DATA TO PROCESS:

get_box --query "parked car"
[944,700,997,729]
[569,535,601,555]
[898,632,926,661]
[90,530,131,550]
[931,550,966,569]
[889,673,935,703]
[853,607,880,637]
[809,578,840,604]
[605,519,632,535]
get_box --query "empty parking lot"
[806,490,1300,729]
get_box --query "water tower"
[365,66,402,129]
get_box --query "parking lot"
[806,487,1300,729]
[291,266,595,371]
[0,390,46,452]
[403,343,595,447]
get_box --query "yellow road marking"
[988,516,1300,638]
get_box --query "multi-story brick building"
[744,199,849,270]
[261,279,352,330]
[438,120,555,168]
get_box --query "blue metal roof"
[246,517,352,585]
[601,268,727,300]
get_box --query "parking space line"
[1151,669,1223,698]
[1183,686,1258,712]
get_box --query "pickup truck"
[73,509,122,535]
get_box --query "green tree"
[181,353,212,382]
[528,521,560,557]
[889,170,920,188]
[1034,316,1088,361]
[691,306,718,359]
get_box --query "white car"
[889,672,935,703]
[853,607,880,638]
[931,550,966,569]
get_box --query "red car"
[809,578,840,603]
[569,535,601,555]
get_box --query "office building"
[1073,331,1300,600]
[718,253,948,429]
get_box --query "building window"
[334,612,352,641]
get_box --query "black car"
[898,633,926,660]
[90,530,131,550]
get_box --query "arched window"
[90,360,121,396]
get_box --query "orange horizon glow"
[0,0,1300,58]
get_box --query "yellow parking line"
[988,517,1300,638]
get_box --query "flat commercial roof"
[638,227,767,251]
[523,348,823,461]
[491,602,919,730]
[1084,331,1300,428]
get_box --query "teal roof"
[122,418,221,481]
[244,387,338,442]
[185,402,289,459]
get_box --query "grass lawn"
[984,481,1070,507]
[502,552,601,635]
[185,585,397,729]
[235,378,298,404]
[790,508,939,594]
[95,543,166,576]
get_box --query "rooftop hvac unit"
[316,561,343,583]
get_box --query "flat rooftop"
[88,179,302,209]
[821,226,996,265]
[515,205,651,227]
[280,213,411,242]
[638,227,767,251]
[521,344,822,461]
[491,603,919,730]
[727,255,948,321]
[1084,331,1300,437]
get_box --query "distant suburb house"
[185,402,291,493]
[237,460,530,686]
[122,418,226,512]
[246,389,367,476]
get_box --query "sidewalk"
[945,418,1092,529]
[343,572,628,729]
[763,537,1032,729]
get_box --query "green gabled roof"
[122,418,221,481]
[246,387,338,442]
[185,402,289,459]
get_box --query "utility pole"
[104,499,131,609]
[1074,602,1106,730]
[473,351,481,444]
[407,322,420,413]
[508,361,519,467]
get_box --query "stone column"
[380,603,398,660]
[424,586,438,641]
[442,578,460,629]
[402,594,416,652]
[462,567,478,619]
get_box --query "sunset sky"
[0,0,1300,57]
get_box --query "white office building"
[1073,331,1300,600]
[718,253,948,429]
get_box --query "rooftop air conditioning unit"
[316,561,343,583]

PROBLEM TO SOLVE: Copy every line from the start of the items up to and including the line with "[246,389,367,476]", keeping the get_box lines unchanged. Multiply each bounding-box coordinate in the answers by 1.45 and round it to a whole number, rounding halves up.

EXERCISE OUTPUT:
get_box --query "parked car"
[1369,1015,1446,1057]
[825,776,871,805]
[1302,916,1343,958]
[131,769,190,798]
[1350,798,1401,825]
[1289,976,1356,1019]
[1237,880,1276,924]
[1173,838,1218,876]
[877,753,916,776]
get_box --query "empty parking lot"
[1169,711,1885,1057]
get_box --query "water tower"
[529,96,583,187]
get_box --query "parking lot"
[1169,706,1885,1057]
[422,386,863,538]
[0,566,67,655]
[584,497,863,648]
get_box --query "yellow road marking"
[1433,748,1885,925]
get_box --query "multi-story brick building"
[1079,289,1231,392]
[378,405,510,479]
[635,174,805,244]
get_box --query "blue metal roof"
[357,750,510,848]
[871,389,1054,435]
get_box --query "parking space line"
[1669,970,1773,1012]
[1715,995,1824,1032]
get_box --query "pickup truck"
[106,738,177,776]
get_box --query "green tree"
[262,512,307,554]
[766,755,812,808]
[1289,247,1334,273]
[1499,458,1578,523]
[1002,444,1041,521]
get_box --query "white car"
[1289,974,1356,1019]
[1237,880,1276,925]
[1350,798,1401,825]
get_box --query "red car"
[1173,838,1218,874]
[825,776,871,805]
get_box --query "office building"
[1556,480,1885,870]
[1041,367,1375,622]
get_box --query "building window"
[484,887,510,929]
get_box --query "black car"
[1302,918,1343,957]
[131,769,190,798]
get_box --query "arched window"
[131,522,175,574]
get_box --query "orange horizon glow"
[0,0,1885,84]
get_box --query "yellow parking line"
[1433,750,1885,925]
get_box --query "flat commercial roof"
[925,329,1112,364]
[758,505,1193,668]
[712,873,1333,1059]
[1572,480,1885,621]
get_box --query "teal roof"
[177,606,320,697]
[354,561,490,641]
[268,583,419,666]
get_box --query "grass lawn"
[1427,697,1552,735]
[728,800,871,921]
[268,848,576,1057]
[341,548,432,586]
[1146,737,1362,861]
[138,787,241,835]
get_box --query "rooftop hvac unit"
[458,813,497,845]
get_box --query "flat rooftop"
[128,260,438,303]
[1190,328,1444,384]
[747,297,944,329]
[406,309,596,351]
[925,329,1112,364]
[755,499,1192,668]
[712,874,1333,1059]
[1054,370,1375,465]
[1572,480,1885,634]
get_box --query "distant suburb house"
[268,583,422,715]
[344,667,769,995]
[177,606,328,742]
[357,564,532,690]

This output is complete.